__What to work on__
Pull out every line of the records that contains the word "moored". Case counts.

__Data in this exercise__
— start —
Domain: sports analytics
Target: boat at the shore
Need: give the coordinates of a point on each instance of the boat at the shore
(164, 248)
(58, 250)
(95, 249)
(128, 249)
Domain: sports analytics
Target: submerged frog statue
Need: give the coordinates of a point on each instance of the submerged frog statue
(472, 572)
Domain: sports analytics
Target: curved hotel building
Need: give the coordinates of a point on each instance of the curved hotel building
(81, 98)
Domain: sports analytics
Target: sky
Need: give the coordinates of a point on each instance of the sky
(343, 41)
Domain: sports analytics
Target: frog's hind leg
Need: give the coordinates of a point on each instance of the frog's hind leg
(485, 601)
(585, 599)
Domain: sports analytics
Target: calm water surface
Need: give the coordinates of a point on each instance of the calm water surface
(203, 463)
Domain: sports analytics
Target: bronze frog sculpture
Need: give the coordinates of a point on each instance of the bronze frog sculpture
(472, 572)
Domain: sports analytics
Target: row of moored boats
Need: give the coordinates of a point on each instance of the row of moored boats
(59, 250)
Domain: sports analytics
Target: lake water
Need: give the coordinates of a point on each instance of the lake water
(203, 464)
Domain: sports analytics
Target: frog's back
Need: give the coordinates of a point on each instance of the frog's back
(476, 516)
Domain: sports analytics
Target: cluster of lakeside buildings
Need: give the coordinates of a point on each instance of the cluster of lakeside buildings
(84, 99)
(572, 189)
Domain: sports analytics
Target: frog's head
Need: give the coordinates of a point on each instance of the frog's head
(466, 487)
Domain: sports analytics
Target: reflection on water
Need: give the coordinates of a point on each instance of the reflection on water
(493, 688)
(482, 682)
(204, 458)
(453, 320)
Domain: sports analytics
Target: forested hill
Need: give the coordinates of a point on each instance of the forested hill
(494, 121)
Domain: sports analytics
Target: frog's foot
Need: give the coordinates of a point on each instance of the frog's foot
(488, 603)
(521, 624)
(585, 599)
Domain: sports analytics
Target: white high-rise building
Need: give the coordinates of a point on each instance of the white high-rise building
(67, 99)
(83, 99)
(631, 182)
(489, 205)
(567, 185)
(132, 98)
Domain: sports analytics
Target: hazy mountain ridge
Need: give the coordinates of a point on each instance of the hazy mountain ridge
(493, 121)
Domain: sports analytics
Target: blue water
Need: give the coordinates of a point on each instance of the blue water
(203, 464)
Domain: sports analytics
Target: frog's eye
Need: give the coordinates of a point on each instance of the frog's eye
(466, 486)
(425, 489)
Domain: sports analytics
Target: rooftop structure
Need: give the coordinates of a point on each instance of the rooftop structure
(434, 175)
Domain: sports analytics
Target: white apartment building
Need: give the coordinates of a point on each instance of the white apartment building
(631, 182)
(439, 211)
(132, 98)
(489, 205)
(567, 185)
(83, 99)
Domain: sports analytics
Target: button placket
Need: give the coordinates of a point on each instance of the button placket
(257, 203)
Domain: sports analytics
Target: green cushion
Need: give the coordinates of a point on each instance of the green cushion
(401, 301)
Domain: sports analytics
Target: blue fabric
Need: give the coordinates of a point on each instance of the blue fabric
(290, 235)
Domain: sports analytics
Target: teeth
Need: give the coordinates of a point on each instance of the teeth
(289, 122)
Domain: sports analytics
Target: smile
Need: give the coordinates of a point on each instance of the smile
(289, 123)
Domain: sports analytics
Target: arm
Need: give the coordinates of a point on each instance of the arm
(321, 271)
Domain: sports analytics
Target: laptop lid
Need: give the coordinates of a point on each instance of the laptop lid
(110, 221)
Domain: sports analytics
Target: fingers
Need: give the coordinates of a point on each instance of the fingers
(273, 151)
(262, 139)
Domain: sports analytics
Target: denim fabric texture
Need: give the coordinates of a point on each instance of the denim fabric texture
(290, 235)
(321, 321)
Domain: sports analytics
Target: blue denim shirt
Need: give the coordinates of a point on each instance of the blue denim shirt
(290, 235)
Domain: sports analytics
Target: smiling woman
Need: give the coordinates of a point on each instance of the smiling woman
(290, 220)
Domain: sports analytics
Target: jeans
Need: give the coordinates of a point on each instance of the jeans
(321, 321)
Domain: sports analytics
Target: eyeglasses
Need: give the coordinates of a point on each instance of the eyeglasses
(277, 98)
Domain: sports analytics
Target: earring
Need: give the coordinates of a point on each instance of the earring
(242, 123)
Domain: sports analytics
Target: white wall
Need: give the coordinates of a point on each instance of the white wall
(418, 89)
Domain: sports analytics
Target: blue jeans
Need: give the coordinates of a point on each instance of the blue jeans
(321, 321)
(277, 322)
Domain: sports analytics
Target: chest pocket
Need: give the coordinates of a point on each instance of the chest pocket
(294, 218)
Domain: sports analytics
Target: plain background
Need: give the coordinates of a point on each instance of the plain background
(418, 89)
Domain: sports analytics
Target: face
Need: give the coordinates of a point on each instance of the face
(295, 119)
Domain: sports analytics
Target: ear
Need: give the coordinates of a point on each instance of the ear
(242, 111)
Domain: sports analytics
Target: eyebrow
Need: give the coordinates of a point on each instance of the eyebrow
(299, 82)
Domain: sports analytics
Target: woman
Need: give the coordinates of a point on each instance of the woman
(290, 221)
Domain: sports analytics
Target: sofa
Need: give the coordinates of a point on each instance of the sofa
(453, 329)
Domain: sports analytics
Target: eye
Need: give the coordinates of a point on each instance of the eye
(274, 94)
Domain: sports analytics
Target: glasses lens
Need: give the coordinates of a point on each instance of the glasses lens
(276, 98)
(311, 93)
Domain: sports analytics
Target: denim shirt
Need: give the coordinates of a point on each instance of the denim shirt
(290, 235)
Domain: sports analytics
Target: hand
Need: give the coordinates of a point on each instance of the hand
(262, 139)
— end —
__Exercise result__
Target: row of moored boats
Need: give the coordinates of a point on each instance of the row of moored boats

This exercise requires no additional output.